* **Exercise description**
Repeat every one of the rows below word for word.
START Data shown
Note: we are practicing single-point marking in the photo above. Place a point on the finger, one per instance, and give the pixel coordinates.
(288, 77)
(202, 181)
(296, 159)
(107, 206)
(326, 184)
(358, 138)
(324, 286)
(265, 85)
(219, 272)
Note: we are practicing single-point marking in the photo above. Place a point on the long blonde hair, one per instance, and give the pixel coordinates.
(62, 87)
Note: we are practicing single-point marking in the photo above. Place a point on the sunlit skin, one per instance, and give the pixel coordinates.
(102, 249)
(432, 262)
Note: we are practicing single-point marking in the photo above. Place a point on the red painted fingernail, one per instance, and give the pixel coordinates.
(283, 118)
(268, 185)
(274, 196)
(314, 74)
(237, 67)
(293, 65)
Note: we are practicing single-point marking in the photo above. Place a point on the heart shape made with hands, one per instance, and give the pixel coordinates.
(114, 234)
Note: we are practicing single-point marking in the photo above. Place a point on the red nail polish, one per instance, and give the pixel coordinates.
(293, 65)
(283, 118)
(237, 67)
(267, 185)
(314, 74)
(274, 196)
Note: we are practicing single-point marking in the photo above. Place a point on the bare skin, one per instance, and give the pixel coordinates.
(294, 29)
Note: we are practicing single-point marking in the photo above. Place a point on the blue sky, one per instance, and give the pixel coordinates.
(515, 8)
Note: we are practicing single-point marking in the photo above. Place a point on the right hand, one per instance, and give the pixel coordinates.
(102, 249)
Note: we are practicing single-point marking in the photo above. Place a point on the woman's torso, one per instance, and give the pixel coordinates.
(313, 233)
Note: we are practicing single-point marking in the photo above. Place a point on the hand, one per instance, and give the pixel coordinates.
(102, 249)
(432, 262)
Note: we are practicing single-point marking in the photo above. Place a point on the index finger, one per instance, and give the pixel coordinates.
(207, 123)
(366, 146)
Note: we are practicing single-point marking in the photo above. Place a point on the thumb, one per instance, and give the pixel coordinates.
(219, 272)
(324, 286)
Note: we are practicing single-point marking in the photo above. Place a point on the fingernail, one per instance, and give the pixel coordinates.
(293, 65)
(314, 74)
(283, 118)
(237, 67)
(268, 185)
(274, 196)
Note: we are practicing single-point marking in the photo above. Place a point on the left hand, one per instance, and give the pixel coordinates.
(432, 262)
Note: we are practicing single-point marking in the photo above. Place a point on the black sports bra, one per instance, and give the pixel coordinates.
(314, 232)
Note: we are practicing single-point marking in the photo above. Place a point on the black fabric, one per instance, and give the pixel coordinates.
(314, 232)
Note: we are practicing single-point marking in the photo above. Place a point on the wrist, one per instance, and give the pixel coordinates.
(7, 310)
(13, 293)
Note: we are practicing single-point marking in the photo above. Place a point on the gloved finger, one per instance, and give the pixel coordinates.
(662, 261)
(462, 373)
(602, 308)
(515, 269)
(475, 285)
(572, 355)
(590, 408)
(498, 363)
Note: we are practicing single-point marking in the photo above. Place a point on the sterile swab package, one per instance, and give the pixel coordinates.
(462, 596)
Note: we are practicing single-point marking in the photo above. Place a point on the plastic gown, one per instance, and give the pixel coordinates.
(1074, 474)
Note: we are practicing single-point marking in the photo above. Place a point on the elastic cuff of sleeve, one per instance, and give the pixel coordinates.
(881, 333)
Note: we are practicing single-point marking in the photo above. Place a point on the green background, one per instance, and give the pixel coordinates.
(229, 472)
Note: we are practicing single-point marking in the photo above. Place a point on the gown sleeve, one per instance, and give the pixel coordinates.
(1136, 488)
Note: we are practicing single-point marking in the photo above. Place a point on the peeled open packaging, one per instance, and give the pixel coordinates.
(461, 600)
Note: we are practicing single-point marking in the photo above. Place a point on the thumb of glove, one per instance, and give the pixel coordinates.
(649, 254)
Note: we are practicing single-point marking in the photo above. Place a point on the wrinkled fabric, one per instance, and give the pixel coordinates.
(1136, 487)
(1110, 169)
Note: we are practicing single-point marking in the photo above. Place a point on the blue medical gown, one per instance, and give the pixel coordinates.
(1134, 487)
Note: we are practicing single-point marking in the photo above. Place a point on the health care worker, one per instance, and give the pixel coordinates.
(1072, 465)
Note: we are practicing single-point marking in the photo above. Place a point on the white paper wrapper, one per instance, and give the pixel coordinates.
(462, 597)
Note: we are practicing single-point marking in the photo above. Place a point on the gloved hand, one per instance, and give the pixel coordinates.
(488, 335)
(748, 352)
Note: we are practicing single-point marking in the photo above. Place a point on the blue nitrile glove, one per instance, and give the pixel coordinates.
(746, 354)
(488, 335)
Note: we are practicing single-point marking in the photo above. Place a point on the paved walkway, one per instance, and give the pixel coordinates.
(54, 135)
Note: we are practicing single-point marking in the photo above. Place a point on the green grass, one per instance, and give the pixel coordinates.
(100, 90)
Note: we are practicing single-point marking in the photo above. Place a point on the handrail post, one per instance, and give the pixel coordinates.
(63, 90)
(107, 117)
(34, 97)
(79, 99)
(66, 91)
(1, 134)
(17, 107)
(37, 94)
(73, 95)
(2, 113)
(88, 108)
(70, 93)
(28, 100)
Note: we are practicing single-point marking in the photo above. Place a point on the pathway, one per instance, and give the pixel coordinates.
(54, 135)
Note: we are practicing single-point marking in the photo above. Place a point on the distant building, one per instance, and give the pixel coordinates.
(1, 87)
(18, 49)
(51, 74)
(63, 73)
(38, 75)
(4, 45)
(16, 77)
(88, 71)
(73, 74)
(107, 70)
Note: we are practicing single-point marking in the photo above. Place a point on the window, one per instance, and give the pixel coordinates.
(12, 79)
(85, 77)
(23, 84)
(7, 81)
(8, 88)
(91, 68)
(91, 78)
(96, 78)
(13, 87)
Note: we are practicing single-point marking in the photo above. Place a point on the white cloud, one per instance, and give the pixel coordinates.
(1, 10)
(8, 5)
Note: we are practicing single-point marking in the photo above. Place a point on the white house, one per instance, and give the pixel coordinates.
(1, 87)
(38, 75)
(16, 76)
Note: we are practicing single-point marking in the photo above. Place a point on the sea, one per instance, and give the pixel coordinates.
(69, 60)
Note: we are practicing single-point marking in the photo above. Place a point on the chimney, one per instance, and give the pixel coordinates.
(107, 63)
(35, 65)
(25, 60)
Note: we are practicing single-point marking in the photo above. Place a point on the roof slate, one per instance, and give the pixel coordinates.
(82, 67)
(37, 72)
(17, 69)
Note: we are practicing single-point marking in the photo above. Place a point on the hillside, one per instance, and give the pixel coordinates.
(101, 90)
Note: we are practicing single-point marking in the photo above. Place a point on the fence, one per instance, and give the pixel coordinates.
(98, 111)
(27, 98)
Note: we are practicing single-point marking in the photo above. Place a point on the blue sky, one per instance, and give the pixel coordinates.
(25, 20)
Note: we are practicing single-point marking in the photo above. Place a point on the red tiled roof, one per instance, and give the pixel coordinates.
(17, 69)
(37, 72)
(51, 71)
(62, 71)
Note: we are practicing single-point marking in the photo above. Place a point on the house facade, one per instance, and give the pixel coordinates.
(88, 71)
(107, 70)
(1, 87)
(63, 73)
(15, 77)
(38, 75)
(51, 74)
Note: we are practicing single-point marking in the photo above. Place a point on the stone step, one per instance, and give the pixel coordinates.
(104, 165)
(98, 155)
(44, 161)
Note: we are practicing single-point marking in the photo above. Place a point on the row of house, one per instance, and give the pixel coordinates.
END Data shown
* **Right answer**
Note: we are practicing single-point marking in the photo above. Place a point on the finger, one per instance, and give the pixel coordinates.
(288, 77)
(202, 181)
(296, 159)
(107, 206)
(326, 184)
(358, 138)
(324, 286)
(265, 85)
(219, 272)
Note: we are practicing single-point marking in the photo above. Place a point on the long blonde hair, one per instance, and give the pixel coordinates.
(62, 87)
Note: we are practicing single-point marking in the photo above. Place a point on the sunlit skin, one per instance, and give the pixel coordinates.
(102, 249)
(432, 262)
Note: we are practicing single-point marking in the photo above. Place a point on the red painted fingernail, one per instance, and give the pixel coordinates.
(283, 118)
(268, 185)
(274, 196)
(314, 74)
(237, 67)
(293, 65)
Note: we are practicing single-point marking in the photo above. Place a point on the heart shape made with hands, one per instance, and give the pixel coordinates.
(114, 234)
Note: we are practicing single-point marking in the photo above. Place a point on the red nail polish, one per instance, and give the pixel coordinates.
(293, 65)
(283, 118)
(237, 67)
(267, 185)
(314, 74)
(274, 196)
Note: we are practicing single-point marking in the photo above. Place a point on the bare skin, one per instance, and give the pixel coordinates.
(294, 29)
Note: we are practicing single-point marking in the photo above. Place a point on the blue sky, one per instance, and give the pixel coordinates.
(515, 8)
Note: we are practicing single-point marking in the photo above. Place a point on the right hand, one per instance, and give the pixel coordinates.
(102, 249)
Note: we are practicing single-point marking in the photo above. Place a point on the woman's torso, one per instance, and give the pixel coordinates.
(313, 233)
Note: we are practicing single-point marking in the photo above. Place a point on the hand, one per instance, and give the pixel coordinates.
(102, 249)
(432, 262)
Note: we are practicing single-point marking in the photo above. Place a point on the index finger, one per instance, and give the pixel coordinates.
(207, 123)
(366, 146)
Note: we are practicing single-point marking in the photo above. Place a point on the thumb, one per instance, and give the pixel coordinates.
(219, 272)
(324, 286)
Note: we are practicing single-point marking in the photo above. Place a point on the fingernail, one per instance, and give the pixel coordinates.
(293, 65)
(314, 74)
(283, 118)
(237, 67)
(268, 185)
(274, 196)
Note: we are practicing single-point marking in the photo above. Place a point on the left hand, one per instance, and give the pixel coordinates.
(432, 262)
Note: we are practicing single-point marking in the photo above. Place a point on the black sports bra, one per instance, and give the pixel coordinates.
(314, 232)
Note: we are practicing single-point marking in the photo above. Place a point on the black fabric, one per instance, and give the pixel coordinates.
(314, 232)
Note: we are practicing single-point marking in the photo above. Place a point on the wrist, one per instance, and give the pixel coordinates.
(7, 310)
(13, 293)
Note: we are practicing single-point marking in the photo above. Place a point on the gloved finger, one per instance, and give the pixel coordinates.
(662, 261)
(462, 373)
(602, 308)
(515, 269)
(475, 285)
(572, 355)
(590, 408)
(498, 363)
Note: we are practicing single-point marking in the photo above. Place a point on the sterile swab package, one per instance, and give the pixel coordinates.
(462, 596)
Note: we are practicing single-point marking in the photo above. Place a point on the plastic gown, one per instance, and give the pixel coordinates.
(1074, 474)
Note: we are practicing single-point marking in the photo above. Place a point on the elastic cuff of sleeve, one per instance, and give the pixel coordinates.
(881, 333)
Note: we are practicing single-point marking in the photo above. Place a point on the green background, one per instance, and give the pixel coordinates.
(229, 472)
Note: we are practicing single-point marking in the photo above. Place a point on the gown sleeve, one per instance, and give the pixel coordinates.
(1136, 488)
Note: we are practicing single-point marking in the photo above. Place a point on the peeled open packaging, one per instance, and give the pixel coordinates.
(461, 600)
Note: we are practicing single-point marking in the photo above. Place a point on the thumb of glove, one per instance, and give the pixel coordinates.
(649, 254)
Note: we are practicing single-point marking in the photo above. Place a point on the wrinkled fabric, one per instance, and give the pixel coordinates.
(1136, 487)
(1110, 169)
Note: we are practicing single-point marking in the photo above. Place a point on the blue medical gown, one per instance, and give the pixel coordinates.
(1134, 487)
Note: we are practicing single-point marking in the photo above. Place a point on the health care worker, one per instance, and give the pixel coordinates.
(1072, 465)
Note: we are practicing single-point marking in the photo above. Place a point on the white paper wrapper, one per instance, and give the pixel coordinates.
(462, 597)
Note: we are practicing single-point marking in the photo above. Place a point on the gloved hand, one per instance, and give the pixel coordinates.
(488, 335)
(748, 352)
Note: we are practicing single-point marking in the photo above. Place a point on the blue nitrile glove, one per instance, and give the pixel coordinates.
(746, 354)
(488, 335)
Note: we are practicing single-point marking in the photo above. Place a point on the paved walkway, one per instance, and give the pixel coordinates.
(54, 135)
Note: we are practicing single-point marking in the photo above. Place a point on the green grass, one per instance, and give the pixel coordinates.
(100, 90)
Note: we are practicing single-point marking in the photo above. Place a point on the handrail post, one per instance, and give the pixel coordinates.
(63, 90)
(107, 117)
(34, 97)
(79, 99)
(66, 91)
(1, 134)
(17, 107)
(37, 94)
(73, 95)
(2, 113)
(88, 108)
(70, 93)
(28, 100)
Note: we are practicing single-point marking in the photo above. Place a point on the pathway, one per instance, and give the pixel coordinates.
(54, 135)
Note: we are practicing single-point marking in the photo above. Place a point on the distant building, one per instance, and give the pixel coordinates.
(1, 87)
(18, 49)
(51, 74)
(63, 73)
(38, 75)
(4, 45)
(16, 77)
(88, 71)
(73, 74)
(107, 70)
Note: we are practicing single-point marking in the photo above. Place a point on the window, one per instance, and give the pixel coordinates.
(12, 79)
(85, 77)
(23, 84)
(7, 81)
(8, 88)
(91, 68)
(91, 78)
(96, 78)
(13, 87)
Note: we are practicing single-point marking in the photo above. Place a point on the white cloud, one per instance, and give the pixel coordinates.
(1, 10)
(8, 5)
Note: we are practicing single-point marking in the photo above. Place a point on the white house, one per instance, and give the pixel coordinates.
(1, 87)
(38, 75)
(16, 76)
Note: we are practicing single-point marking in the photo above. Place a point on the sea, one per instance, and give the pixel coordinates.
(69, 60)
Note: we are practicing single-point marking in the photo above. Place a point on the chimney, one per instance, and give the pixel coordinates.
(107, 63)
(35, 65)
(25, 60)
Note: we are practicing single-point marking in the photo above. Place a point on the roof slate, one per instance, and give the pixel coordinates.
(82, 67)
(37, 72)
(17, 69)
Note: we are practicing single-point marking in the photo above. Place a point on the hillside, one per instance, and give the pixel coordinates.
(101, 90)
Note: we are practicing single-point marking in the photo above. Place a point on the fence, one per instance, and give the pixel coordinates.
(98, 111)
(27, 98)
Note: we are practicing single-point marking in the photo above. Place a point on the blue sky, one per instance, and give the pixel coordinates.
(25, 20)
Note: we are practicing single-point marking in the photo above. Place a point on the red tiled roof, one per instance, and give the pixel coordinates.
(17, 69)
(37, 72)
(51, 71)
(62, 71)
Note: we are practicing single-point marking in the photo above. Place a point on the house facade, one per instance, and give the pixel coordinates.
(88, 71)
(107, 70)
(1, 87)
(63, 73)
(15, 77)
(38, 75)
(51, 74)
Note: we are practicing single-point marking in the photo above. Place a point on the stone step, one per instance, and give the pixel coordinates.
(104, 165)
(98, 155)
(44, 161)
Note: we are practicing single-point marking in the photo above. Place a point on the row of house, one per instance, and give the pixel coordinates.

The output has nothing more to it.